» TO DO: If a line in the data holds the string "written", list it.

##### THE RECORDS #####

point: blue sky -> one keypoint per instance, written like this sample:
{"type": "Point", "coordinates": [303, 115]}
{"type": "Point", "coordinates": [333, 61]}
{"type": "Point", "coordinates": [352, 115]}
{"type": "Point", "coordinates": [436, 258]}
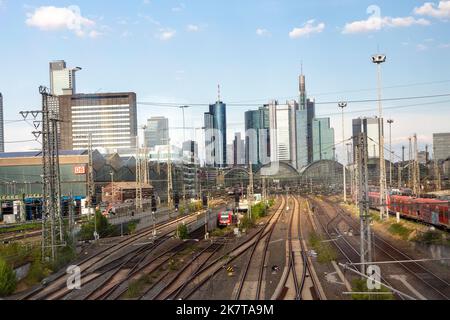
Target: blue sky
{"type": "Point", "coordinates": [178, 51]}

#####
##### THE RECORDS #####

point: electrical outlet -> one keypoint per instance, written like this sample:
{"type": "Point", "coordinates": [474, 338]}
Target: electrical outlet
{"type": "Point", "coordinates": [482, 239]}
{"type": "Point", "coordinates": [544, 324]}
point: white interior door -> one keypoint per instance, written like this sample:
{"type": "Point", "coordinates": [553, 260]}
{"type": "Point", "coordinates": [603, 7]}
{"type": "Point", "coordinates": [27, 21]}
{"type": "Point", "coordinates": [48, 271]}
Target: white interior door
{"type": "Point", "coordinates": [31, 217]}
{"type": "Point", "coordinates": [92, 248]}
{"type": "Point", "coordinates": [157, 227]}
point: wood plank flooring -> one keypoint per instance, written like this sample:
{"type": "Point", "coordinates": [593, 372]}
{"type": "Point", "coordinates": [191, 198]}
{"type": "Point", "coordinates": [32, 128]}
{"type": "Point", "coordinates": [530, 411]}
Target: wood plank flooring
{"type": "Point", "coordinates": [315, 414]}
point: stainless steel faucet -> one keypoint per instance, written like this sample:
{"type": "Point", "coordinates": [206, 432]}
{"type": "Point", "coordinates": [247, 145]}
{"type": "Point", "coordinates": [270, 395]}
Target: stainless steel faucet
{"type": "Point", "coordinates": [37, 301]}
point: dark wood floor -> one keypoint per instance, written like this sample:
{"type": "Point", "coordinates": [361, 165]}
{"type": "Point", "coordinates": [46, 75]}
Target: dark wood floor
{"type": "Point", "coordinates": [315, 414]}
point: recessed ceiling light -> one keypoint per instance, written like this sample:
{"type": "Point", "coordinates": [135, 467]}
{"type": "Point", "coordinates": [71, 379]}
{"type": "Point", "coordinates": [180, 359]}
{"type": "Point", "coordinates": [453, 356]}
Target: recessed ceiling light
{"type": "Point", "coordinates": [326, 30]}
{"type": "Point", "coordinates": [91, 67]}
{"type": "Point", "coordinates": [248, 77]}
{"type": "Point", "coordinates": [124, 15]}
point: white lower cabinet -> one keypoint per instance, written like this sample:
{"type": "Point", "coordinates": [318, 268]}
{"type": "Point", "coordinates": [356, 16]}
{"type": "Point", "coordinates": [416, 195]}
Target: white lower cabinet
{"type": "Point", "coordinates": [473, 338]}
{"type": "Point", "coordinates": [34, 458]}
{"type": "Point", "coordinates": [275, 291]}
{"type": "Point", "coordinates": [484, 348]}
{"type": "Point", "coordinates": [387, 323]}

#####
##### THE RECORDS #####

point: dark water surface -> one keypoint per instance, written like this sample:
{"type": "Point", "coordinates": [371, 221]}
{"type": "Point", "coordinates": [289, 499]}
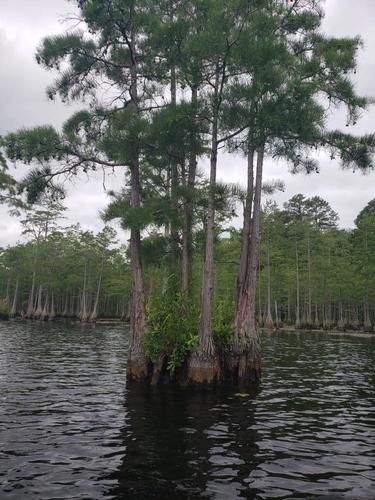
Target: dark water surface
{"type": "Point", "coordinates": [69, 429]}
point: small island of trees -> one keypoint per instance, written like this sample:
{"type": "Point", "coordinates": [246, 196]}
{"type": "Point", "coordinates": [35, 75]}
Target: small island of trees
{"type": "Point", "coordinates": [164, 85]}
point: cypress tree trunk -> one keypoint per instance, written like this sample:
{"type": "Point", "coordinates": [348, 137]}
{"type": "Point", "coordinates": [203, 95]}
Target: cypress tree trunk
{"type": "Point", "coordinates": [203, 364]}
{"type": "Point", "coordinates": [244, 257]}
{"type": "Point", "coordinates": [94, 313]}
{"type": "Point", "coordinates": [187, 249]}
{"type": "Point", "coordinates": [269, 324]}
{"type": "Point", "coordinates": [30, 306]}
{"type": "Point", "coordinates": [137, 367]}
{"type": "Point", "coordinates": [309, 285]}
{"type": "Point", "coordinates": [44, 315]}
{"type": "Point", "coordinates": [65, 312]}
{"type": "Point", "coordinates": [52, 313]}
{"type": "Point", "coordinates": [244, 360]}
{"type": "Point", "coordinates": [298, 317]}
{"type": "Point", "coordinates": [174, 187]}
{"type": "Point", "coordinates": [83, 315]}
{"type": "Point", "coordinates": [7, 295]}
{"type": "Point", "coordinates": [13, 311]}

#####

» TASK SOLUTION:
point: blue sky -> one keypoint per instance, written like this sample:
point: electrical outlet -> one keypoint per instance, written like this sample:
point: white interior door -> one keypoint per instance, written like this sample:
point: wood plank flooring -> one keypoint per instance, written like this sample:
point: stainless steel faucet -> one keypoint per instance, written like this sample:
point: dark wood floor -> one keypoint per instance, written like this sample:
point: recessed ceiling light -> one keypoint per instance, written like this sample:
point: white lower cabinet -> one keypoint per instance, written like this sample:
point: dark water surface -> one keypoint per instance, written like this sample:
point: small island of trees -> one keypoint per instance, written like this sample:
point: cypress tree trunk -> one keypoint per instance, written like this sample:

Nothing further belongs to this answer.